* EXERCISE REQUIREMENTS *
What follows is a set of records, each of which is to be written out exactly.

(Stored items)
........

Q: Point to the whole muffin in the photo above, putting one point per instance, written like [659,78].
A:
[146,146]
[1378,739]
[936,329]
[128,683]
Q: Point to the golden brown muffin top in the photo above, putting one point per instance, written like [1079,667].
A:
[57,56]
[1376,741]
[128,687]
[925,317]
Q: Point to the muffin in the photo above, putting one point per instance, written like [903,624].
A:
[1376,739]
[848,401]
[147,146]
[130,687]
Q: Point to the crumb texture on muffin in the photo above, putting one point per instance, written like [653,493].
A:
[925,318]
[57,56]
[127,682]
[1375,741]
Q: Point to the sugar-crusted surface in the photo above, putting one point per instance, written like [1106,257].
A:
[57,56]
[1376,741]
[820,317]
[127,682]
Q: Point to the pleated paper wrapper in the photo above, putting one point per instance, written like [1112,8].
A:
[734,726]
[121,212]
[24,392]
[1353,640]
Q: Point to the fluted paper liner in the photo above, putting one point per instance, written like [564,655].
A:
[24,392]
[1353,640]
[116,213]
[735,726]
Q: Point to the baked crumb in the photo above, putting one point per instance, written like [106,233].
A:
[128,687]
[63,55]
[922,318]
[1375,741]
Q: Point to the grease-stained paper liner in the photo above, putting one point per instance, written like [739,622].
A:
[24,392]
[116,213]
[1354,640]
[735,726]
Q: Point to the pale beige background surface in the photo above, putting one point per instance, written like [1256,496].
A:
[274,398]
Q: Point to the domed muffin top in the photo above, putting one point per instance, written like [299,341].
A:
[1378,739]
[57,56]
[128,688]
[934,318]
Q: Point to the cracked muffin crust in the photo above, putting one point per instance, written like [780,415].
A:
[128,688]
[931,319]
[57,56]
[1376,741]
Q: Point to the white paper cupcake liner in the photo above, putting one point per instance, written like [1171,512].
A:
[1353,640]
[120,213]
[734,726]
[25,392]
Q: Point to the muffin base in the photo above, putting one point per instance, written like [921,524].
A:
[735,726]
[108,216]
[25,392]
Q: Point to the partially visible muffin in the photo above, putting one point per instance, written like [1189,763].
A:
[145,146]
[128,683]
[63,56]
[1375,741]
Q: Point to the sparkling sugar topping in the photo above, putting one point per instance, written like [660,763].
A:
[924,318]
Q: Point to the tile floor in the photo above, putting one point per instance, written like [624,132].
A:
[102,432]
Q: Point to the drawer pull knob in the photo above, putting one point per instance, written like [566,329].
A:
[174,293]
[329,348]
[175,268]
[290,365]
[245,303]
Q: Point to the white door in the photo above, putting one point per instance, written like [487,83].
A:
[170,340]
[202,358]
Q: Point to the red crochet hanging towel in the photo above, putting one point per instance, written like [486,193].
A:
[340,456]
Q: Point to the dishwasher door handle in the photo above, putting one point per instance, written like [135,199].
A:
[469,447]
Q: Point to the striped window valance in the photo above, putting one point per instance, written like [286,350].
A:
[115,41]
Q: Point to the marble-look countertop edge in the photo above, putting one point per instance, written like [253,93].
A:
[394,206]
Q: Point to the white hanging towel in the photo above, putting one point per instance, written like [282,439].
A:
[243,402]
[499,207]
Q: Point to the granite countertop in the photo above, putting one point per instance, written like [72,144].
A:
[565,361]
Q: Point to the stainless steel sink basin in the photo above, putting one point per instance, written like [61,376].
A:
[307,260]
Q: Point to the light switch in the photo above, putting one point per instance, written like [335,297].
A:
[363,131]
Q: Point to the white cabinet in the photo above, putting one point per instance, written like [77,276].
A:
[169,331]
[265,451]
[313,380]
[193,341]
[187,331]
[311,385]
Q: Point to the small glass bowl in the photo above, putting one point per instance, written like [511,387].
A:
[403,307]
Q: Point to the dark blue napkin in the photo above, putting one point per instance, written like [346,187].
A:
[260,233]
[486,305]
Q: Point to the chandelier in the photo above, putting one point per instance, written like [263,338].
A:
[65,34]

........

* EXERCISE OUTPUT *
Q: Point to the whole muffin in the photo above, putting one point per instance, written like [659,78].
A:
[146,146]
[1378,739]
[936,329]
[128,683]
Q: Point to the golden brown muffin top in the photo above, putting one point per instance, written like [1079,667].
A:
[57,56]
[1376,741]
[128,687]
[925,317]
Q: Point to the muffin in the photo above, putting one point per instance, written like [903,624].
A:
[1376,739]
[848,401]
[147,146]
[130,687]
Q: Point to the crumb texture on muffin in the photo above, putting one point per instance, written like [653,493].
A:
[925,318]
[57,56]
[127,682]
[1375,741]
Q: Point to the sugar-crusted surface in the photo above, putting one point per instance, written like [1106,257].
A:
[57,56]
[1376,741]
[820,317]
[127,682]
Q: Point to the pleated paper wrapper in the photo above, putting one point per instance, written like [1112,8].
A:
[734,726]
[121,212]
[24,392]
[1353,640]
Q: Point to the fluted paper liner in the photo above, putting one point per instance, written like [564,655].
A:
[24,392]
[1353,640]
[116,213]
[735,726]
Q: Point to the baked crumb in the photo above, putting one point per instance, written like [106,233].
A:
[128,687]
[63,55]
[922,318]
[1375,741]
Q: Point to the grease-stained paper liner in the photo above, putting one point per instance, written like [739,622].
A:
[24,392]
[116,213]
[1354,640]
[735,726]
Q: Point to the pale beige background surface in the photo above, putting one point per instance, written like [1256,496].
A:
[274,398]
Q: Point to the domed muffin top in the photo above, putting one point per instance, written like [299,341].
A:
[1378,739]
[57,56]
[128,688]
[934,318]
Q: Point to the cracked muffin crust in the photo above, putting one point per instance, written like [780,415].
A:
[128,688]
[931,319]
[57,56]
[1376,741]
Q: Point to the white paper cupcake liner in the photo above, putting one point per instance, written like [1171,512].
A:
[1353,640]
[120,213]
[734,726]
[25,392]
Q: Point to the muffin base in the photo above, putting one point per instance, written like [921,524].
A:
[735,726]
[108,216]
[25,392]
Q: Point to the partially visible muffin in the photo above, putting one point per instance, written like [1189,763].
A:
[145,146]
[128,683]
[63,56]
[1375,741]
Q: Point to the sparkling sugar topping in the photo above, putting one point per instance, written like [660,763].
A:
[924,318]
Q: Point to the tile floor in the photo above, putting one point per instance, written like [624,132].
A:
[102,432]
Q: Point to the drawer pull knob in the photo above, putting one point per instance, written like [566,329].
A:
[174,293]
[329,348]
[175,268]
[290,365]
[245,303]
Q: Point to the white door in the photo above, putting one point per instance, written like [487,83].
A:
[170,340]
[202,358]
Q: Point to the red crochet hanging towel in the photo above, putting one point per instance, written like [486,193].
A:
[340,456]
Q: Point to the dishwasher door handle in the photo above, putting one point per instance, written like [135,199].
A:
[469,447]
Q: Point to the striped window valance in the photo above, putting one point per instance, written like [286,350].
A:
[115,41]
Q: Point to the marble-look countertop edge in the photo above, putting one point per instance, written like [253,93].
A:
[394,206]
Q: Point to the white hanging towel in the photo above, putting one point per instance, written like [282,439].
A:
[243,402]
[499,207]
Q: Point to the granite countertop in the photo above, putting one point per instance, written like [72,144].
A:
[565,361]
Q: Point to the stainless steel sink basin in the photo above, putting one point per instance, written like [61,376].
A:
[307,260]
Q: Point to the light switch in the photo above, putting one point per instance, written like [335,297].
A:
[363,131]
Q: Point to the white cabinet in the photo above, putting one point per instance, written like [77,276].
A:
[169,331]
[265,451]
[313,380]
[193,341]
[187,331]
[311,385]
Q: Point to the small glass bowl in the photo above, putting one point per instance, written like [511,387].
A:
[403,307]
Q: Point to the dark blue napkin in the photo above, putting one point per instance, written like [346,187].
A:
[260,233]
[486,305]
Q: Point to the chandelier in the photo above, putting one point per instance, written like [263,338].
A:
[65,34]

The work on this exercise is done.